─── PROVIDED INFORMATION
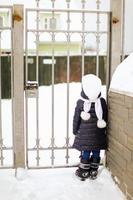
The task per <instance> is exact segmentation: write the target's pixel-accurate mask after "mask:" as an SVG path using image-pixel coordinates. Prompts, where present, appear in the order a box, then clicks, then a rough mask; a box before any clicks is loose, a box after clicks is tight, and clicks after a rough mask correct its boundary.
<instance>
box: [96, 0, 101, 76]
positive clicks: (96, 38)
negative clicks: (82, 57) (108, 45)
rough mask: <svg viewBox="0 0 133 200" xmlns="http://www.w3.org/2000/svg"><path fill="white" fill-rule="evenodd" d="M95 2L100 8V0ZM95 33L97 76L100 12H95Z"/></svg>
mask: <svg viewBox="0 0 133 200" xmlns="http://www.w3.org/2000/svg"><path fill="white" fill-rule="evenodd" d="M96 3H97V10H99V9H100V3H101V2H100V0H97V1H96ZM96 23H97V33H96V47H97V49H96V75H97V76H99V43H100V35H99V29H100V27H99V24H100V14H99V13H97V21H96Z"/></svg>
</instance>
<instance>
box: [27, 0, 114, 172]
mask: <svg viewBox="0 0 133 200" xmlns="http://www.w3.org/2000/svg"><path fill="white" fill-rule="evenodd" d="M36 1H37V8H33V9H32V8H30V9H26V18H25V20H26V21H25V24H26V27H25V40H26V43H25V47H26V55H25V57H26V83H25V85H26V84H27V82H28V47H27V43H28V33H29V32H32V33H34V34H35V35H36V82H37V83H38V85H39V80H38V73H39V71H38V70H39V51H38V43H39V34H40V33H50V34H51V37H52V94H51V95H52V105H51V107H52V120H51V127H52V132H51V144H50V146H48V147H45V148H44V147H42V146H40V138H39V125H38V124H39V123H38V122H39V109H38V106H39V105H38V102H39V101H38V98H39V94H38V93H37V96H36V97H35V99H36V119H37V120H36V123H37V126H36V127H37V129H36V146H34V147H33V148H29V147H28V122H27V119H28V96H27V95H26V163H27V167H28V168H53V167H54V168H55V167H71V165H69V157H70V155H69V150H70V149H71V148H72V147H71V145H70V144H69V140H70V136H69V83H70V49H69V45H70V41H71V34H72V33H78V34H79V35H80V36H81V38H82V52H81V57H82V67H81V68H82V74H81V75H82V76H83V75H84V64H85V61H84V58H85V51H84V50H85V36H86V35H87V34H94V35H95V36H96V44H97V51H96V75H98V76H99V41H100V36H101V35H102V34H107V40H110V30H111V29H110V13H109V12H106V11H99V10H96V11H89V10H87V9H85V2H86V1H85V0H82V1H81V3H82V9H78V10H74V9H70V0H66V3H67V9H55V6H54V4H55V0H51V4H52V8H51V9H41V8H39V0H36ZM99 4H100V1H97V9H99ZM29 12H36V14H37V15H36V16H37V17H36V29H29V28H28V25H27V21H28V13H29ZM39 12H44V13H45V12H50V13H51V14H52V18H54V13H55V12H59V13H61V12H63V13H66V14H67V30H40V29H39ZM70 13H81V15H82V30H81V31H79V30H70V22H71V21H70V20H71V19H70ZM86 13H89V14H90V13H92V14H97V22H96V23H97V30H96V31H91V30H87V31H86V30H85V14H86ZM100 14H105V15H107V17H108V28H107V29H108V30H107V31H101V30H100V28H99V24H100V18H99V16H100ZM56 33H65V34H66V36H67V122H66V124H67V128H66V144H65V145H64V146H63V147H57V146H56V145H55V136H54V68H55V66H54V65H55V64H54V56H55V52H54V42H55V35H56ZM109 54H110V42H108V51H107V67H108V68H109V64H110V55H109ZM107 73H109V70H108V69H107ZM107 76H108V75H107ZM38 92H39V91H38ZM45 150H51V165H50V166H40V151H45ZM55 150H66V163H64V165H63V166H62V165H61V166H60V165H59V166H55V165H54V159H55V154H54V151H55ZM30 151H35V152H36V166H29V162H28V159H29V157H28V153H29V152H30Z"/></svg>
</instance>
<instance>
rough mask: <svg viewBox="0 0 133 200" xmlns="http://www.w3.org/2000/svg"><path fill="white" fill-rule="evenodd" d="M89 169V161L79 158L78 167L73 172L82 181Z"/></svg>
mask: <svg viewBox="0 0 133 200" xmlns="http://www.w3.org/2000/svg"><path fill="white" fill-rule="evenodd" d="M89 170H90V162H89V161H88V160H85V159H83V158H81V161H80V164H79V167H78V169H77V170H76V172H75V174H76V176H78V177H79V178H80V179H81V180H82V181H84V180H85V179H86V178H88V177H89V174H90V173H89Z"/></svg>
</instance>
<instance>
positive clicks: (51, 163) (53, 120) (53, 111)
mask: <svg viewBox="0 0 133 200" xmlns="http://www.w3.org/2000/svg"><path fill="white" fill-rule="evenodd" d="M51 3H52V9H54V3H55V0H51ZM52 19H54V10H52ZM54 43H55V33H54V32H52V137H51V148H52V152H51V164H52V166H53V165H54V159H55V156H54V146H55V137H54V70H55V65H54V54H55V50H54Z"/></svg>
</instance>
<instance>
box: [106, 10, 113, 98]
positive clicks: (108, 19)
mask: <svg viewBox="0 0 133 200" xmlns="http://www.w3.org/2000/svg"><path fill="white" fill-rule="evenodd" d="M107 17H108V20H107V26H108V29H107V68H106V98H107V100H108V89H109V84H110V81H111V40H112V37H111V36H112V29H111V28H112V13H111V12H110V13H108V16H107Z"/></svg>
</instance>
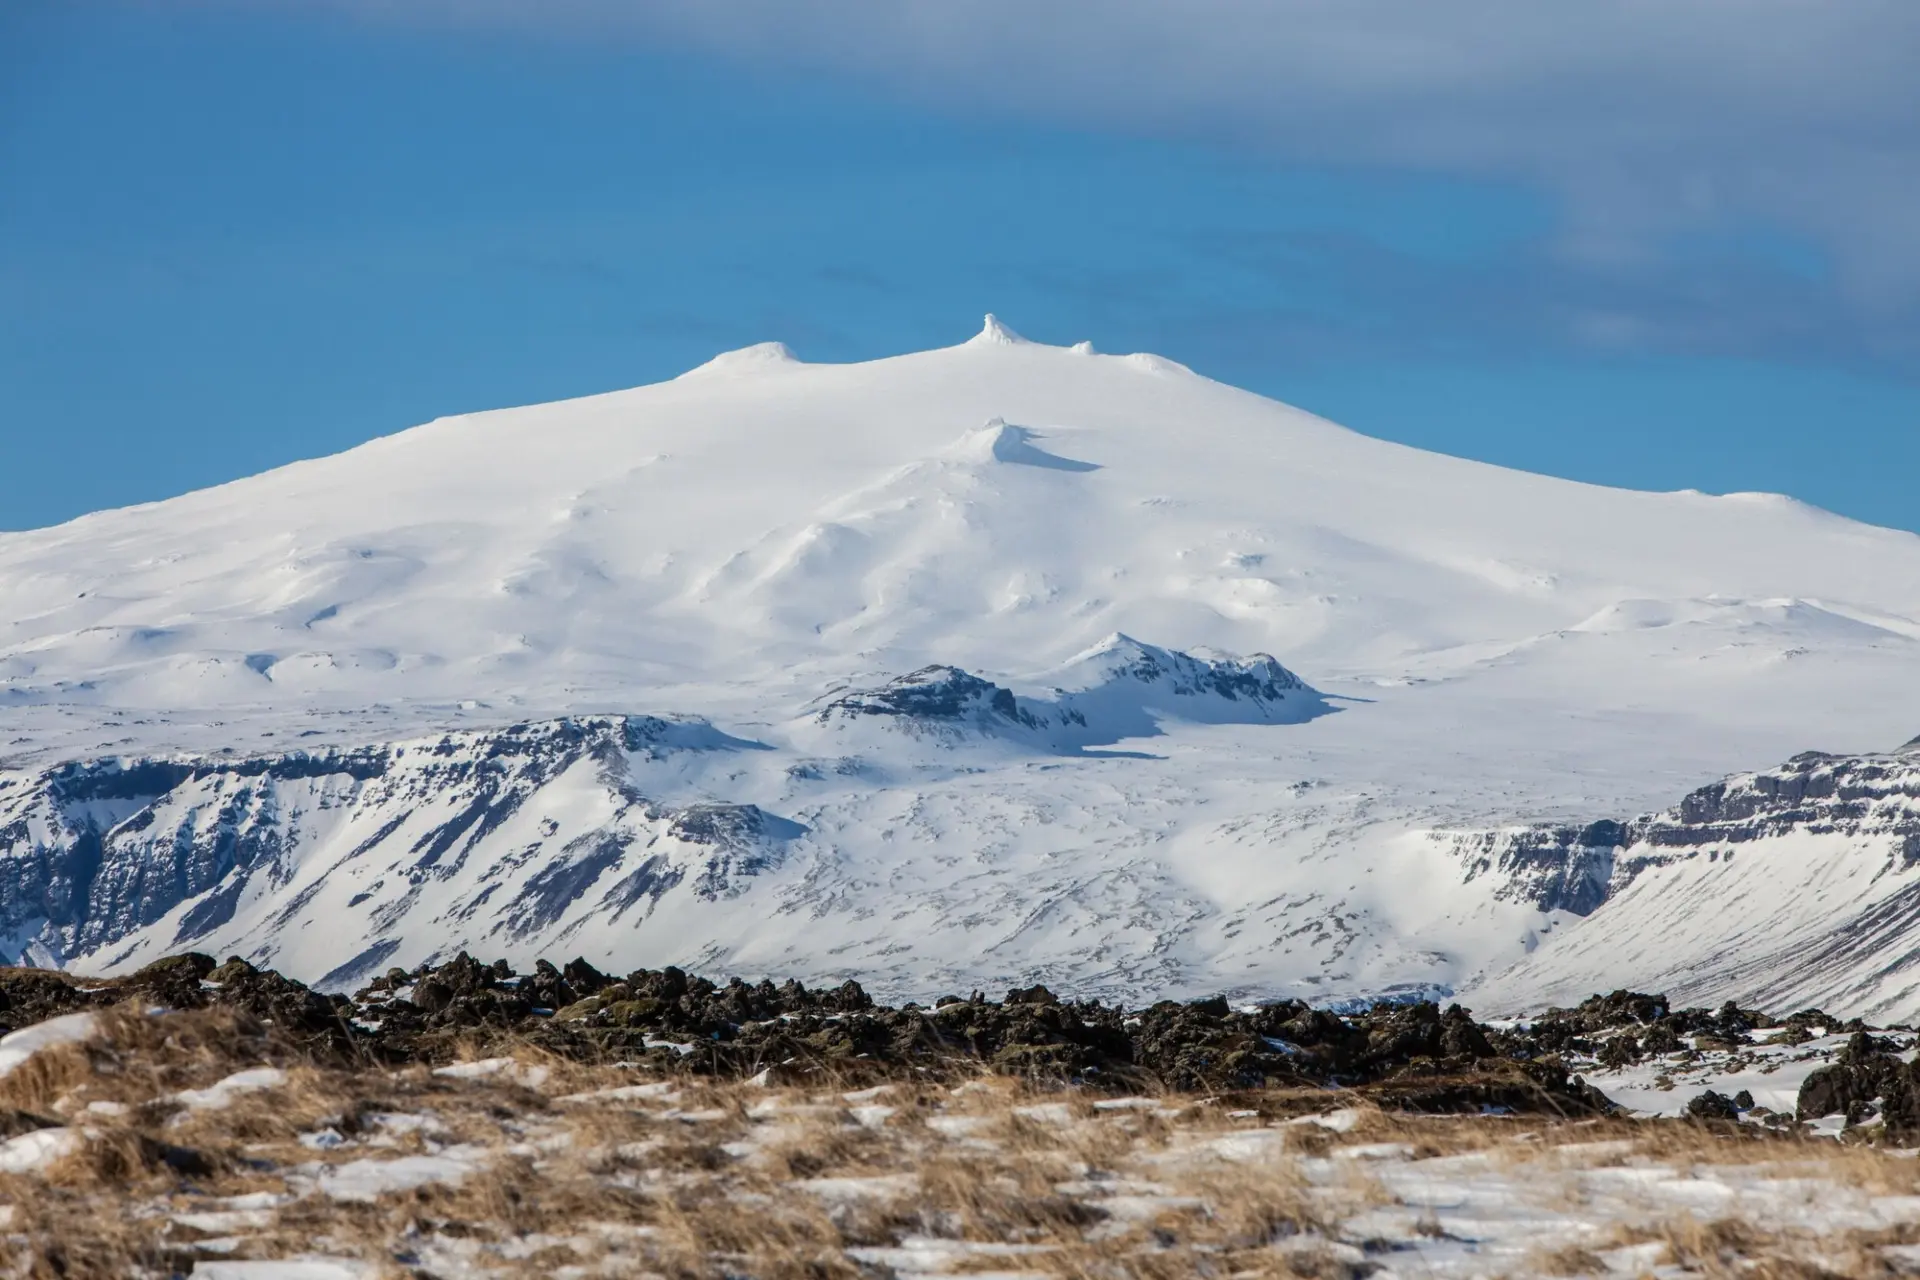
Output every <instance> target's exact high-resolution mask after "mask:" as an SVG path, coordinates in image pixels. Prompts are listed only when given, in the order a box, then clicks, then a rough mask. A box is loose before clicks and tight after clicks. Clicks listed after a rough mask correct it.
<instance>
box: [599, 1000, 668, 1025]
mask: <svg viewBox="0 0 1920 1280" xmlns="http://www.w3.org/2000/svg"><path fill="white" fill-rule="evenodd" d="M664 1011H666V1002H664V1000H653V998H645V996H643V998H639V1000H614V1002H611V1004H607V1021H609V1023H612V1025H614V1027H651V1025H655V1023H659V1021H660V1013H664Z"/></svg>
──────
▶ INSTRUCTIONS FOR THE TASK
Repeat the entries faithfully. Any picture gets left out.

▶ REPLY
The task per <instance> is exact segmentation: write the target's pixel-accurate mask after "mask:" as an SVG path using image-pixel coordinates. Prompts, where present, appear in the order a box, then clicks, then a rough mask; a box before any clicks is loose, a box after clicks is tight, and clicks after a rough mask correct its boundary.
<instance>
box: [96, 0, 101, 76]
positive clicks: (96, 38)
negative clicks: (82, 57) (108, 45)
rough mask: <svg viewBox="0 0 133 200" xmlns="http://www.w3.org/2000/svg"><path fill="white" fill-rule="evenodd" d="M95 2L100 8V0ZM95 33L97 76L100 12H95Z"/></svg>
mask: <svg viewBox="0 0 133 200" xmlns="http://www.w3.org/2000/svg"><path fill="white" fill-rule="evenodd" d="M96 3H97V10H99V9H100V3H101V2H100V0H97V1H96ZM96 23H97V33H96V47H97V49H96V75H97V76H99V43H100V35H99V29H100V27H99V24H100V14H99V13H97V21H96Z"/></svg>
</instance>
<instance>
box: [27, 0, 114, 172]
mask: <svg viewBox="0 0 133 200" xmlns="http://www.w3.org/2000/svg"><path fill="white" fill-rule="evenodd" d="M36 1H37V8H33V9H32V8H30V9H26V18H25V20H26V21H25V24H26V27H25V40H26V43H25V47H26V55H25V57H26V83H25V85H26V84H27V82H28V47H27V43H28V33H29V32H32V33H34V34H35V35H36V82H37V83H38V85H39V80H38V73H39V71H38V70H39V51H38V43H39V34H40V33H50V34H51V37H52V94H51V95H52V105H51V107H52V120H51V127H52V132H51V144H50V146H48V147H45V148H44V147H42V146H40V138H39V125H38V124H39V123H38V122H39V109H38V106H39V105H38V102H39V101H38V98H39V94H38V93H37V96H36V97H35V99H36V119H37V120H36V123H37V126H36V127H37V129H36V146H34V147H33V148H29V147H28V122H27V119H28V96H27V95H26V163H27V167H28V168H53V167H54V168H55V167H71V165H69V157H70V155H69V150H70V149H71V148H72V147H71V145H70V144H69V140H70V136H69V83H70V49H69V45H70V41H71V34H72V33H78V34H79V35H80V36H81V38H82V52H81V57H82V67H81V68H82V74H81V75H82V76H83V75H84V64H85V61H84V58H85V51H84V50H85V36H86V35H87V34H94V35H95V36H96V44H97V51H96V75H98V76H99V41H100V36H101V35H102V34H107V40H110V30H111V29H110V13H109V12H106V11H99V10H96V11H89V10H87V9H85V2H86V1H85V0H82V1H81V3H82V9H78V10H74V9H70V0H66V3H67V9H55V6H54V4H55V0H51V4H52V8H51V9H41V8H39V0H36ZM99 4H100V1H97V9H99ZM29 12H36V14H37V15H36V16H37V17H36V29H29V28H28V25H27V21H28V13H29ZM39 12H44V13H45V12H50V13H51V14H52V18H54V13H55V12H59V13H61V12H63V13H66V14H67V30H40V29H39ZM70 13H81V15H82V30H81V31H79V30H70V22H71V21H70V20H71V19H70ZM86 13H89V14H90V13H92V14H97V22H96V23H97V30H96V31H91V30H87V31H86V30H85V14H86ZM100 14H105V15H107V17H108V28H107V29H108V30H107V31H101V30H100V28H99V24H100V18H99V16H100ZM56 33H65V34H66V36H67V122H66V124H67V128H66V144H65V145H64V146H63V147H57V146H56V145H55V136H54V68H55V66H54V65H55V64H54V56H55V52H54V42H55V35H56ZM109 54H110V42H108V51H107V67H108V68H109V64H110V55H109ZM107 73H109V70H108V69H107ZM107 76H108V75H107ZM38 92H39V91H38ZM45 150H51V165H50V166H40V151H45ZM55 150H66V163H64V165H63V166H62V165H61V166H60V165H59V166H55V165H54V159H55V154H54V151H55ZM30 151H35V152H36V166H29V162H28V159H29V157H28V153H29V152H30Z"/></svg>
</instance>
<instance>
rough mask: <svg viewBox="0 0 133 200" xmlns="http://www.w3.org/2000/svg"><path fill="white" fill-rule="evenodd" d="M89 169V161L79 158L78 167L73 172L82 181Z"/></svg>
mask: <svg viewBox="0 0 133 200" xmlns="http://www.w3.org/2000/svg"><path fill="white" fill-rule="evenodd" d="M89 170H90V162H89V161H88V160H85V159H83V158H81V161H80V164H79V167H78V169H77V170H76V172H75V174H76V176H78V177H79V178H80V179H81V180H82V181H84V180H85V179H86V178H88V177H89V174H90V173H89Z"/></svg>
</instance>
<instance>
positive clicks: (51, 163) (53, 120) (53, 111)
mask: <svg viewBox="0 0 133 200" xmlns="http://www.w3.org/2000/svg"><path fill="white" fill-rule="evenodd" d="M51 3H52V9H54V3H55V0H51ZM52 19H54V10H52ZM54 43H55V33H54V32H52V137H51V148H52V152H51V164H52V166H53V165H54V159H55V156H54V146H55V137H54V70H55V65H54V54H55V50H54Z"/></svg>
</instance>
<instance>
box: [106, 10, 113, 98]
positive clicks: (108, 19)
mask: <svg viewBox="0 0 133 200" xmlns="http://www.w3.org/2000/svg"><path fill="white" fill-rule="evenodd" d="M107 17H108V20H107V26H108V29H107V68H106V98H107V100H108V89H109V84H110V81H111V40H112V37H111V36H112V29H111V28H112V13H111V12H110V13H108V16H107Z"/></svg>
</instance>
Output every <instance> target's exact high-resolution mask after "mask:" as an SVG path, coordinates in image pixels. Prompts are listed only when given, in the order a box, then clicks, then a rough mask. A box is loose before clicks and tight after clicks. Clicks listed after a rough mask correct it.
<instance>
box: [599, 1000, 668, 1025]
mask: <svg viewBox="0 0 1920 1280" xmlns="http://www.w3.org/2000/svg"><path fill="white" fill-rule="evenodd" d="M664 1011H666V1002H664V1000H653V998H645V996H643V998H639V1000H614V1002H611V1004H607V1021H609V1023H612V1025H614V1027H651V1025H655V1023H659V1021H660V1013H664Z"/></svg>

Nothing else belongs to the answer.